▶ Problem a: Please reproduce the entries from the line containing "heart on a stick" through the line containing "[[[77,104],[55,106],[52,107],[52,114],[73,115],[77,110]]]" in full, with every coordinate in their polygon outlines shifted by 48.

▶ Given text:
Migrate your MongoDB architecture to PostgreSQL, the working way

Migrate your MongoDB architecture to PostgreSQL, the working way

A hands-on guide to moving from MongoDB to PostgreSQL without major disruptions

At the start of 2022, nearly a year since its launch, the R&D group at Grip Security was experiencing quite a pain point.
We had a centralized database based on MongoDB that all our deployments were using for daily sync and data transfer, and it was getting harder to maintain and keep track of changes. Worst of all, we were using unstructured documents relationally, forcing our code to validate the documents’ structure and data as more types of information entered our pipeline.

We were already using PostgreSQL in a different database, so we figured we could use it in the centralized one as well. I was tasked with spearheading the migration project – defining the new database, writing the necessary code, and converting our system to use the new DB.

This blog post explains our process of migrating our centralized database architecture from MongoDB to PostgreSQL, without too much focus on data transfer. Let’s dive in!

First step: Defining the DB requirements using UML diagrams

Our Mongo database had several unused collections and excess data that no one was querying. We wanted to improve our data model and introduce new relations between our objects. So, the first step was to design the new desired database scheme, based on the existing data structure.

The clearest way of creating the DB structure and explaining the required relations was using a UML diagram. UML (Unified Modeling Language) was created to standardize software systems design. We used structural UML diagrams to help visualize the models (i.e., tables) with their properties (i.e., columns) and the relationships between them using specific connectors and arrows.

Explanation: The tables highlighted in blue are collections that existed in MongoDB with a similar name. The white ones are new tables to support our models. Note that we have different relationships between models: one-to-many (interactions to saas_applications), and many-to-many (insight_to_interaction, as demonstrated by the linking table).

Using a UML diagram, we could ensure we were creating the correct data structure and could update it without writing (or deleting) a single line of code.

Second step: Defining the initial ORM using SQLAlchemy and Alembic

After we were content with the database structure we designed in the chart, it was time to define these tables in our code. Our product’s backend is mostly written in Python, so we used the SQLAlchemy package to define our ORM1. SQLAlchemy is a Python package that allows you to create Python classes with columns as their properties to define the database tables. It also provides a clear API to query the tables using these classes.

class CorpusInteraction(Base, TimestampMixin):
    __tablename__ = "interactions"
    id = Column(
        UUID(as_uuid=True),
        primary_key=True,
        default=uuid.uuid4,
        server_default=func.gen_random_uuid(),
    )
    event_type = Column(EVENT_TYPE, nullable=False)
    interaction_type = Column(INTERACTION_TYPE, nullable=False)
    auto_generated = Column(
        Boolean, default=False, server_default=false(), nullable=False
    )
    saas_application_id = Column(
        UUID(as_uuid=True),
        ForeignKey(CorpusSaaSApplication.id),
        default=null()
    )
    saas_application: CorpusSaaSApplication = relationship(
        "CorpusSaaSApplication", back_populates="tagged_interactions"
    )
    insights = relationship(
        "CorpusInsight",
        secondary=insights_to_interactions,
        back_populates="interactions",
        lazy="joined",
    )

▶ Labeled area outline entries:
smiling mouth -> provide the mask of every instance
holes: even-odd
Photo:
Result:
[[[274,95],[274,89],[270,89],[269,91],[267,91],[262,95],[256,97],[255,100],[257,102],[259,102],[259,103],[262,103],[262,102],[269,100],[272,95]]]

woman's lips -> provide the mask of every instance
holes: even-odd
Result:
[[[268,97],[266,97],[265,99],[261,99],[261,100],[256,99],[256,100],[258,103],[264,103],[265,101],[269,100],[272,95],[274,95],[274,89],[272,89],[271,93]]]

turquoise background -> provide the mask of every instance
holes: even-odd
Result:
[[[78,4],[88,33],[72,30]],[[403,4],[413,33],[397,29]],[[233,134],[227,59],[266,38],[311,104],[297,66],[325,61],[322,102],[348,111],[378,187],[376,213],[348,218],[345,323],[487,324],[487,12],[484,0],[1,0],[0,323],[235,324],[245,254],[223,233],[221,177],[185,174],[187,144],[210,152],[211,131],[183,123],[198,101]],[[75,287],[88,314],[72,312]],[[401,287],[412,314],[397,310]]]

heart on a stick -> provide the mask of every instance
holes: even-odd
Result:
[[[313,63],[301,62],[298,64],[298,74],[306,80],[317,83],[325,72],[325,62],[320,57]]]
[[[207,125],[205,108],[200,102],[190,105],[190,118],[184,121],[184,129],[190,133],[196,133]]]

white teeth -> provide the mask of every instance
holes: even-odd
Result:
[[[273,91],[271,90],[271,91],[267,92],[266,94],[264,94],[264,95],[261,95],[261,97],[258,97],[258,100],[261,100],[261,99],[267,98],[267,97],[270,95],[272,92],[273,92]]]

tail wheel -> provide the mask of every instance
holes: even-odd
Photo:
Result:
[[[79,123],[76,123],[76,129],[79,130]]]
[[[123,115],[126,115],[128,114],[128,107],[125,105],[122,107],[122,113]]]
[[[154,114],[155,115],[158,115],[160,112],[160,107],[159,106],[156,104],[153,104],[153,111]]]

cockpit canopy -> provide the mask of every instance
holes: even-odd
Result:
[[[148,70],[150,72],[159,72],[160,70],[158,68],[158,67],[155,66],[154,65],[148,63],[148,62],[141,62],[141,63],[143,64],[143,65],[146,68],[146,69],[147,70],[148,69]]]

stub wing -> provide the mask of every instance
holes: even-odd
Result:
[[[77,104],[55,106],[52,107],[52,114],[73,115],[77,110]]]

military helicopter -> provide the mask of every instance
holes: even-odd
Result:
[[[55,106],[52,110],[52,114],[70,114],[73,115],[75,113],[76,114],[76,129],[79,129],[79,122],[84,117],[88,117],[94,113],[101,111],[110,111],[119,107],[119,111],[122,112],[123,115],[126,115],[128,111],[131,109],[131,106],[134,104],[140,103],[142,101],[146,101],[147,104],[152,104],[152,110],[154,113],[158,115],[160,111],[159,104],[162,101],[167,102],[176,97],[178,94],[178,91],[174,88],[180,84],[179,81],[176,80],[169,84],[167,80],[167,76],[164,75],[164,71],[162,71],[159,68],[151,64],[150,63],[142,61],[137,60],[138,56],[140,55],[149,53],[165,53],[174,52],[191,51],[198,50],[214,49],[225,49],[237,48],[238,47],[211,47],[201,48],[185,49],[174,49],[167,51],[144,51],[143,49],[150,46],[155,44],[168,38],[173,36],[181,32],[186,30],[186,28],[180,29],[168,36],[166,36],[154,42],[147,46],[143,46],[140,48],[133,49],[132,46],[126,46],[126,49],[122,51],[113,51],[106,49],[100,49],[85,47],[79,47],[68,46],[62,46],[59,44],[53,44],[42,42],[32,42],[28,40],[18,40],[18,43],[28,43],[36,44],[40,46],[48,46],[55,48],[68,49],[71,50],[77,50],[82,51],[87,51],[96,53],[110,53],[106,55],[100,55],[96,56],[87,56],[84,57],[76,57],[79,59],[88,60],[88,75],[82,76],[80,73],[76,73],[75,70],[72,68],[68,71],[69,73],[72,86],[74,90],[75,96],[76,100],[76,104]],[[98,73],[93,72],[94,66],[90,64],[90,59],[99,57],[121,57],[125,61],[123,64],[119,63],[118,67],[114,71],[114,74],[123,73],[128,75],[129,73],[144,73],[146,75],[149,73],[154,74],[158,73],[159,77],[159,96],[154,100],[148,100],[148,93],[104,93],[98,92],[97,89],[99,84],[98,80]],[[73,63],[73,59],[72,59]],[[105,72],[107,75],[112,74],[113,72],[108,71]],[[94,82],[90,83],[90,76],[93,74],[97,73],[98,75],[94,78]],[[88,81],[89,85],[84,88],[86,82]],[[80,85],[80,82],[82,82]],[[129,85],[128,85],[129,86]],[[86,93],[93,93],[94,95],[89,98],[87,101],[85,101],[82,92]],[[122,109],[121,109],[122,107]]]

▶ Problem b: In the MongoDB-to-PostgreSQL migration guide, why did the team design the new database with a UML diagram before writing code?

▶ Expected answer a:
heart on a stick -> provide the mask of every instance
holes: even-odd
Result:
[[[361,111],[349,110],[346,112],[346,122],[354,128],[365,131],[373,120],[373,110],[368,105]]]
[[[255,173],[253,156],[248,150],[238,153],[238,166],[232,169],[232,177],[238,181],[244,181]]]

white teeth -> provide the mask of every instance
holes: even-odd
Result:
[[[321,139],[319,138],[319,139],[315,140],[314,142],[312,142],[312,143],[309,143],[309,145],[306,145],[306,148],[309,148],[309,147],[315,146],[315,145],[318,143],[320,140],[321,140]]]

tail wheel -> provide the mask of every instance
holes: even-odd
Photo:
Result:
[[[127,171],[124,171],[124,177],[127,178]]]
[[[171,163],[174,163],[176,162],[176,155],[173,153],[170,155],[170,161]]]
[[[202,162],[203,163],[206,163],[208,160],[208,155],[207,154],[204,152],[201,152],[201,159]]]

cockpit canopy -> provide the mask of every instance
holes: even-odd
Result:
[[[196,118],[198,120],[207,120],[208,118],[206,116],[206,115],[203,114],[202,113],[196,111],[196,110],[189,110],[189,111],[191,112],[191,113],[194,116],[194,117],[195,118],[196,117]]]

stub wing -> provide the mask of every instance
holes: even-odd
Result:
[[[125,152],[103,154],[100,155],[100,162],[121,163],[125,158]]]

▶ Expected answer b: A UML diagram was the clearest way to create the database structure and explain the required relations between models. It also let the team make sure they were building the correct data structure and update it without writing or deleting a single line of code.